▶ Consigne a
D'après l'article sur l'élection présidentielle tchadienne de 2016, quel taux Idriss Deby Itno a-t-il obtenu selon les résultats définitifs ?
-------- Extrait du texte
Après un processus électoral à rebondissements, le président  de la République sortant, Idriss Deby Itno, est déclaré réélu au premier tour avec un taux de 59,92% par le Conseil constitutionnel. L’opposition politique, après avoir rejeté avec véhémence ce verdict, semble se ranger. Devant un fait déjà accompli, comment peut-elle entrevoir l’avenir politique ?

Après une attente angoissante dans un climat sécuritaire lourd, le Conseil constitutionnel a proclamé, le 4 mai, près de quinze jours après les résultats provisoires, les résultats définitifs de l’élection présidentielle du 10 avril 2016. Sans suspense, Idriss Deby Itno, le candidat de l’alliance des 108 partis politiques de la majorité, arrive en tête avec un taux de 59,92%, déclassant Saleh Kebzabo, le leader de l’Union Nationale pour le Développement et le Renouveau, qui obtient 12, 77%. Le pronostic de la chronique d’une victoire annoncée s’est concrétisé. Quelques miettes de pourcentage sur les scores provisoires des candidats ont été nettoyées par ci, rajoutées par là, sans que le fond ne change pour autant. Baisse de rideau donc sur ce processus électoral qui a passionné beaucoup de Tchadiens de longs mois durant. Quelles leçons peut-on tirer de ce processus ?

La bourde collective de l’opposition

La requête collective introduite par les six partis menés par le chef de file de l’opposition, Saleh Kebzabo, a été jugée irrecevable par le Conseil constitutionnel au motif que ce mode de saisine n’est pas prévu par le code électoral. L’article 144 de la Loi n°036/PR/2015 du 25 août 2015 portant Code Électoral, traitant du contentieux électoral est assez clair : « Les candidats ont cinq (5) jours francs pour saisir le Conseil Constitutionnel à partir de la date de la proclamation provisoire des résultats. En cas de contestation, le Conseil Constitutionnel est tenu de statuer dans les quinze (15) jours suivant la proclamation provisoire. Sa décision emporte la proclamation définitive ou annulation de l’élection». L’équipe de Nagoum Yamassoum ne s’est pas donné de la peine pour examiner les revendications de l’opposition au fond.
----------------
-------- Données fournies
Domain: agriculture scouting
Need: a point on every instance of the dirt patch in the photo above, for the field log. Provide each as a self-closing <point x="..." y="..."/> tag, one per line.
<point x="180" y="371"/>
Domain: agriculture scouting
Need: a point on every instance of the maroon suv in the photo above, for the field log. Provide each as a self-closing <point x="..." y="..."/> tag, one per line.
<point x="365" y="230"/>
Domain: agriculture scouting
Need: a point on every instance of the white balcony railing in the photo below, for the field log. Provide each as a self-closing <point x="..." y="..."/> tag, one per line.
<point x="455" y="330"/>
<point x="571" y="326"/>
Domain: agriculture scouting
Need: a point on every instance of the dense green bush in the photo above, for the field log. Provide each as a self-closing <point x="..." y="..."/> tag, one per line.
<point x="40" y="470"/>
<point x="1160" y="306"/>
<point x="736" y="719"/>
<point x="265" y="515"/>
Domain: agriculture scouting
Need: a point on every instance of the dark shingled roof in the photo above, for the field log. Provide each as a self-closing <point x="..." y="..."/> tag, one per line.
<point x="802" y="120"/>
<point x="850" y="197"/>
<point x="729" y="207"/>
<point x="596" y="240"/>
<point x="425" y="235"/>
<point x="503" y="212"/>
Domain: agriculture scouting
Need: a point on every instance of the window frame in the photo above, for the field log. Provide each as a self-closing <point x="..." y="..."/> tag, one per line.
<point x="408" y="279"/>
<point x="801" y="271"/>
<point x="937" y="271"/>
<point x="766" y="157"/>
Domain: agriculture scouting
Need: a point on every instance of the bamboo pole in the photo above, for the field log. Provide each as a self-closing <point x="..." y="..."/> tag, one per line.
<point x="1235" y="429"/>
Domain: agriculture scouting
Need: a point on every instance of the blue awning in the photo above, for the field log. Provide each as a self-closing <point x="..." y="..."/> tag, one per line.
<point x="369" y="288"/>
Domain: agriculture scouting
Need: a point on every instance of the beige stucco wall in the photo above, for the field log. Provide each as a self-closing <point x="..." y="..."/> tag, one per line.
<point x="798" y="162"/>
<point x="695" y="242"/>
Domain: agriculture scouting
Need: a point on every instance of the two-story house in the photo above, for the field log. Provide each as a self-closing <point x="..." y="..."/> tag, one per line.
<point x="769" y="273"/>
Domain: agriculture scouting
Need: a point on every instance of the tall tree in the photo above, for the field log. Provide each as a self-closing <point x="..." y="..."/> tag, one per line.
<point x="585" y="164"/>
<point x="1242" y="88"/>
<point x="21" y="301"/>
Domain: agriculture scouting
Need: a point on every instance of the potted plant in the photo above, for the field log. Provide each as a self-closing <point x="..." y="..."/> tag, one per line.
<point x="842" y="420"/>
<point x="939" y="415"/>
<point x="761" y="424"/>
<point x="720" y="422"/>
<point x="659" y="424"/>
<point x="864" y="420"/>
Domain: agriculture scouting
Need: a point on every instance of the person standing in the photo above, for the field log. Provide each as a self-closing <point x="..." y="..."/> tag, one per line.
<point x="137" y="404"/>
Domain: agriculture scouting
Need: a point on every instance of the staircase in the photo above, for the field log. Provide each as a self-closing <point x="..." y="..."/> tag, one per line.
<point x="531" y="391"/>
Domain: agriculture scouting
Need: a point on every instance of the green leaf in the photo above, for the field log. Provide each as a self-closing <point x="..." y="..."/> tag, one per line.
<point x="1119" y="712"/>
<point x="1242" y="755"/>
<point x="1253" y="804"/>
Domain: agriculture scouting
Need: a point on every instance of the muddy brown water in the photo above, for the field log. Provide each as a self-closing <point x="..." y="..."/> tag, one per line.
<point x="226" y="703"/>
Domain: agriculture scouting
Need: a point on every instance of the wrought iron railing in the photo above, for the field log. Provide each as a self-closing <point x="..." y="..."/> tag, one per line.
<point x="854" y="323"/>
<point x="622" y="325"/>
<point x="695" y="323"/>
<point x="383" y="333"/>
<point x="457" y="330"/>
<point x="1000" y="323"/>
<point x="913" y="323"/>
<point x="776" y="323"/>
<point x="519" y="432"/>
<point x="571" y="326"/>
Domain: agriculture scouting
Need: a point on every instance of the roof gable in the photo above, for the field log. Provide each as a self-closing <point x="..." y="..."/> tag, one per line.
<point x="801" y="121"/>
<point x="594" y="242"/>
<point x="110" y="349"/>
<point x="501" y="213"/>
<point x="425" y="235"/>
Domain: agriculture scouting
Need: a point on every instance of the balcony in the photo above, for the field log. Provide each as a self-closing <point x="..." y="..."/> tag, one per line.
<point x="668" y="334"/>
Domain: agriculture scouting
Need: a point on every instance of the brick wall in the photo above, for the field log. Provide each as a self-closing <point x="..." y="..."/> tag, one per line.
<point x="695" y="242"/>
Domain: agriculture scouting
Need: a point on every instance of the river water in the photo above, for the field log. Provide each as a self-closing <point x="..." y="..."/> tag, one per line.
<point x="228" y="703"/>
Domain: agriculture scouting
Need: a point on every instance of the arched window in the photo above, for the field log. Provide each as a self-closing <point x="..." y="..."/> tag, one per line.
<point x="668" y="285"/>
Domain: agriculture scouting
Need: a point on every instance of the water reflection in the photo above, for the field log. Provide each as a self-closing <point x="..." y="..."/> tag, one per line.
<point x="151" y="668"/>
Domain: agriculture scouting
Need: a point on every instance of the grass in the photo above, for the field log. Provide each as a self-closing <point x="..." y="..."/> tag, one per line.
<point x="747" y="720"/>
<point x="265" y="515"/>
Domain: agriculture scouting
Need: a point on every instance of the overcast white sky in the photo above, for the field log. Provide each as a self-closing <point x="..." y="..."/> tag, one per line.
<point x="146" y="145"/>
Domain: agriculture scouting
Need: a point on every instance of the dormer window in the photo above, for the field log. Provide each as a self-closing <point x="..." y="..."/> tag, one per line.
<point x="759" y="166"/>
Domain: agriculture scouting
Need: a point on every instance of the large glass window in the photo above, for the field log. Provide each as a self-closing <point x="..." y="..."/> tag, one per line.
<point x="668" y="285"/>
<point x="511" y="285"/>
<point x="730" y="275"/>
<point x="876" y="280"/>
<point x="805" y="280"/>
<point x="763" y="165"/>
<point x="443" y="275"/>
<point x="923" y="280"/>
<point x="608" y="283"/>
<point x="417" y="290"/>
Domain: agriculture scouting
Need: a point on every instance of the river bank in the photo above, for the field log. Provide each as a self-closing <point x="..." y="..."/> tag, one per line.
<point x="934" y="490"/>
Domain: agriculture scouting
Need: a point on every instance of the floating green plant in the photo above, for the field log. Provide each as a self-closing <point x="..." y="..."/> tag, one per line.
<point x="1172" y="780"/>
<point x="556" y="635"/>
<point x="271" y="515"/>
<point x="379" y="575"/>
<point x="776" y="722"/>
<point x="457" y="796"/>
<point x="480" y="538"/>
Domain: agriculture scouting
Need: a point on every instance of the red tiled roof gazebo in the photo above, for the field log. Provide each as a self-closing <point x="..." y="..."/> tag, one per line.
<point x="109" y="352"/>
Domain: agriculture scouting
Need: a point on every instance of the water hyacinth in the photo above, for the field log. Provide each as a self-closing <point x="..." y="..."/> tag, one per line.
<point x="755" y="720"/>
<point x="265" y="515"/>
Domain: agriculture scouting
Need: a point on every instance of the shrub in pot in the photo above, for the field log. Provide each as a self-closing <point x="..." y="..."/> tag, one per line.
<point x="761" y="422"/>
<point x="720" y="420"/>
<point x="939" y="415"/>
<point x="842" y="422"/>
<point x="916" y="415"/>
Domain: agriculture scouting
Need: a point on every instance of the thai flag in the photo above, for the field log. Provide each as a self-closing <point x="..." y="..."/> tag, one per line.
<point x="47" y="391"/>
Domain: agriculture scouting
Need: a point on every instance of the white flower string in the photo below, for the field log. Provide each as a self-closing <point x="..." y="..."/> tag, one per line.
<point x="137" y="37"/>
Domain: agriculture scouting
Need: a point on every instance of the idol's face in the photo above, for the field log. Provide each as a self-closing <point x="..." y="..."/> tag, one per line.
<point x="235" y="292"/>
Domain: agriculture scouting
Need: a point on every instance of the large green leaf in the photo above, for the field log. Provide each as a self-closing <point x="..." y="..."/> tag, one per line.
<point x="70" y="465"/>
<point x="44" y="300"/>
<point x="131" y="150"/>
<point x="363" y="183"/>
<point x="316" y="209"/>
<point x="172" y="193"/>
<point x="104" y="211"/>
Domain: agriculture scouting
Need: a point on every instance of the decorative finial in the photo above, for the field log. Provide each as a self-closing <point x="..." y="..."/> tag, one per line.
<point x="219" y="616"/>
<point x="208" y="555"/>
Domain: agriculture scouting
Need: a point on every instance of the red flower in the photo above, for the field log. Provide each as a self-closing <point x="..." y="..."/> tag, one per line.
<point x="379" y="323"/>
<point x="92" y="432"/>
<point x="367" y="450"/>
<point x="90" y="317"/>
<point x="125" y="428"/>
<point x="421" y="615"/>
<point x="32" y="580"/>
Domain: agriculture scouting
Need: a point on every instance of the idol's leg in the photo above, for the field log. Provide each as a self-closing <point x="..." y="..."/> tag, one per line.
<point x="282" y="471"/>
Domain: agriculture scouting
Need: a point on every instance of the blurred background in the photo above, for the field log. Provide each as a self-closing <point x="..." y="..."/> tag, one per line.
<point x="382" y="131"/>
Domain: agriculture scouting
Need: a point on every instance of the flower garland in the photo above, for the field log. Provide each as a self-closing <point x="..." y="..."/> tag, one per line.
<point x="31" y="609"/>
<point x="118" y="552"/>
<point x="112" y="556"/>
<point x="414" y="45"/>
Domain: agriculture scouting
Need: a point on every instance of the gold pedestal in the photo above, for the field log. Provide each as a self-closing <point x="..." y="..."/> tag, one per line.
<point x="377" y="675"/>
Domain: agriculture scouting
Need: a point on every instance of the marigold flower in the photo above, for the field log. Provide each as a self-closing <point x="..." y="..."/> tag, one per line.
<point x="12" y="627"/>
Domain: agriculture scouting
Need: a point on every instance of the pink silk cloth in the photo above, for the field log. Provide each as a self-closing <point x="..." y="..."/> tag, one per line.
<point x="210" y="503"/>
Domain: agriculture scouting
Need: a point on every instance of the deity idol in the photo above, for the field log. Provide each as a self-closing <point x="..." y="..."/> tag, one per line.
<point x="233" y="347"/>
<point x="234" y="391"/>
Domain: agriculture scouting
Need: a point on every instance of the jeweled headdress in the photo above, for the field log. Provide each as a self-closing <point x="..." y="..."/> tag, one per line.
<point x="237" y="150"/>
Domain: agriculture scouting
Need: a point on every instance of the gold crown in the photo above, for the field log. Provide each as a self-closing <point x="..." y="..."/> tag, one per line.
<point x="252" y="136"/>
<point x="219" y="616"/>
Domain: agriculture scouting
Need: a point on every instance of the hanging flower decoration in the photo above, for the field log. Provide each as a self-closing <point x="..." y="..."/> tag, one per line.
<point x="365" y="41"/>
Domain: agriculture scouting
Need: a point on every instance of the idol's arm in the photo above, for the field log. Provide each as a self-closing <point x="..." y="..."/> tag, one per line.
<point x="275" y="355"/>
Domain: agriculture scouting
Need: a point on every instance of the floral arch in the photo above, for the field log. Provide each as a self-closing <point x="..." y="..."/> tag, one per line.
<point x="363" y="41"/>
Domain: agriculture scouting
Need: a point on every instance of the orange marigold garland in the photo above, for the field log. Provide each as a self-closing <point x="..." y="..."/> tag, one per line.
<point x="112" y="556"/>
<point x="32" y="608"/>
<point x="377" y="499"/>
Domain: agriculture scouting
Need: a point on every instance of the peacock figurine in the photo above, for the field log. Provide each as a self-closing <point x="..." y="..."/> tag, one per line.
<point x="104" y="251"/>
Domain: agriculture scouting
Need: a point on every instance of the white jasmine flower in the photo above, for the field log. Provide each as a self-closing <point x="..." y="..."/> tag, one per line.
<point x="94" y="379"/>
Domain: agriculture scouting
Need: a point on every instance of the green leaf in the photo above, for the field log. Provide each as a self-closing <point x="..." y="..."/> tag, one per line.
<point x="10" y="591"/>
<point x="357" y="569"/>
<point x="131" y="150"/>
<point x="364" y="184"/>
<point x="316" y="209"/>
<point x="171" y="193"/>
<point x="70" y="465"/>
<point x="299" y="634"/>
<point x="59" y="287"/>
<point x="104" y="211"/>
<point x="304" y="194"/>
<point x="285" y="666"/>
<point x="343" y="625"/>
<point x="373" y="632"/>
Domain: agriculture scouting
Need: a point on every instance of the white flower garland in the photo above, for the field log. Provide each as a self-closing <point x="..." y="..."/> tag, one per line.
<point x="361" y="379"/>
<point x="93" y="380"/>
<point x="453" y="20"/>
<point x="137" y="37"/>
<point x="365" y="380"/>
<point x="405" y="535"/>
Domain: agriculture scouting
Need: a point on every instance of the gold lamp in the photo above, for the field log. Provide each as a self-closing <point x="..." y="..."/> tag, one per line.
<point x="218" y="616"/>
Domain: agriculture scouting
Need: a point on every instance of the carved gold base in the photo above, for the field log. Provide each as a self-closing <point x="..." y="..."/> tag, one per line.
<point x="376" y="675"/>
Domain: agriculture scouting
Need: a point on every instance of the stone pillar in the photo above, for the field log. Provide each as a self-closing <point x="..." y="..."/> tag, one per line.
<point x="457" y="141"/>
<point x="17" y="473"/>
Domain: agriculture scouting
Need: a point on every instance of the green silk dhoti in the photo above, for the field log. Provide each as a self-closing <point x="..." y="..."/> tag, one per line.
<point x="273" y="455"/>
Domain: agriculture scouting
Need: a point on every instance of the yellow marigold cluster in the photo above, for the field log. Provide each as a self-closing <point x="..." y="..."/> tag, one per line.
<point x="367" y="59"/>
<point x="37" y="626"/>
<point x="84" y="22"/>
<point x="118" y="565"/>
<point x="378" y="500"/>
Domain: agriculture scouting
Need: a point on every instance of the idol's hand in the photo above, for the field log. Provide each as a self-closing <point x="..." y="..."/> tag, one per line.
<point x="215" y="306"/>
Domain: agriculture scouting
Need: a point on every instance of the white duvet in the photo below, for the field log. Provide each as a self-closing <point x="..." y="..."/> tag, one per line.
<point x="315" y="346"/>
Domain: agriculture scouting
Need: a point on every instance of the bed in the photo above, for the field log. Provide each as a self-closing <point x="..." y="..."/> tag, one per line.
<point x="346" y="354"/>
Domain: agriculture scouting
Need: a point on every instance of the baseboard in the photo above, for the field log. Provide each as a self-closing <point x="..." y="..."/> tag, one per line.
----------------
▶ Consigne b
Indiquez combien de lignes des enregistrements contiennent la chaîne « silk », en tenant compte de la casse. Donnez seulement le nombre.

▶ Réponse complète a
Un taux de 59,92 %.

▶ Réponse complète b
2